-------- Available data

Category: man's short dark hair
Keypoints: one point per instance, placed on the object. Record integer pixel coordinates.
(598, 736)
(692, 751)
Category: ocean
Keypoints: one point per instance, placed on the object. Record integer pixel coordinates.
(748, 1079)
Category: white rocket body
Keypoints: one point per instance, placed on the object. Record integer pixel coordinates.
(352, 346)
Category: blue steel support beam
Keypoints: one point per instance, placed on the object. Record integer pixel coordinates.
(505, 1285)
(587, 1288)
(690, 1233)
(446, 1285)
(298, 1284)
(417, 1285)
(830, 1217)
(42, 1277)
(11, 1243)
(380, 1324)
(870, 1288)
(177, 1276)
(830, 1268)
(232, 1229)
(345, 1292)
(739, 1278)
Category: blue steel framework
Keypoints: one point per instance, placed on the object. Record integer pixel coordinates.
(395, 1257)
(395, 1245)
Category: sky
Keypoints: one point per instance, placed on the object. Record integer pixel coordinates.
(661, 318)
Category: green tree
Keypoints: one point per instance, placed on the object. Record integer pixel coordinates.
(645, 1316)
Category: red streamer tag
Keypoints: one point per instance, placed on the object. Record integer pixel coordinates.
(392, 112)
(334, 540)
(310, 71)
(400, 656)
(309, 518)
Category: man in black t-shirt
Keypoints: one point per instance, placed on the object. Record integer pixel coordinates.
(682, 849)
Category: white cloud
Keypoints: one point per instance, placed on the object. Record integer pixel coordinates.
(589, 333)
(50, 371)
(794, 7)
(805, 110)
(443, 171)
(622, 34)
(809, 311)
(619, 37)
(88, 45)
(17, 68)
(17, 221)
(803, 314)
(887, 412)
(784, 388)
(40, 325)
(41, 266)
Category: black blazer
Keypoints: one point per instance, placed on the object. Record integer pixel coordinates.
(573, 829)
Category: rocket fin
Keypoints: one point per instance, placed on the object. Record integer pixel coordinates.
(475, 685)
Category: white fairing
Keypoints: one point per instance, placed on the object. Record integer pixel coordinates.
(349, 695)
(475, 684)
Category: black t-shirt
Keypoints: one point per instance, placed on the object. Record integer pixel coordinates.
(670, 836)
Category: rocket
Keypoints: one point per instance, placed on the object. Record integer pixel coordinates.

----------------

* Directions for this task
Please restate only the opening stretch of the records above: every line from the first through the one containing "Category: red streamer tag", exactly as written.

* Task solution
Category: man's short dark hair
Keypoints: one point per instance, placed on the object. Record integer pixel coordinates.
(598, 736)
(692, 751)
Category: ocean
Keypoints: one point per instance, placed on the object. Record integer pixel coordinates.
(748, 1079)
Category: white rocket body
Keypoints: one point per instance, placed on the object. Record integer pixel coordinates.
(352, 346)
Category: blue steel support beam
Keypoints: one point per instance, placed on the object. Record integer pixel coordinates.
(505, 1285)
(587, 1288)
(690, 1233)
(446, 1285)
(298, 1284)
(417, 1285)
(830, 1217)
(42, 1277)
(11, 1243)
(380, 1324)
(870, 1288)
(177, 1276)
(830, 1268)
(232, 1229)
(345, 1292)
(739, 1278)
Category: blue steel framework
Keypoints: one point per instance, placed on the object. Record integer pixel coordinates.
(395, 1257)
(395, 1245)
Category: sky
Keypoints: one point per instance, placed on the object. Record integer pixel coordinates.
(661, 318)
Category: green tree
Keypoints: one point per instance, placed on the object. Record integer pixel coordinates.
(645, 1316)
Category: red streamer tag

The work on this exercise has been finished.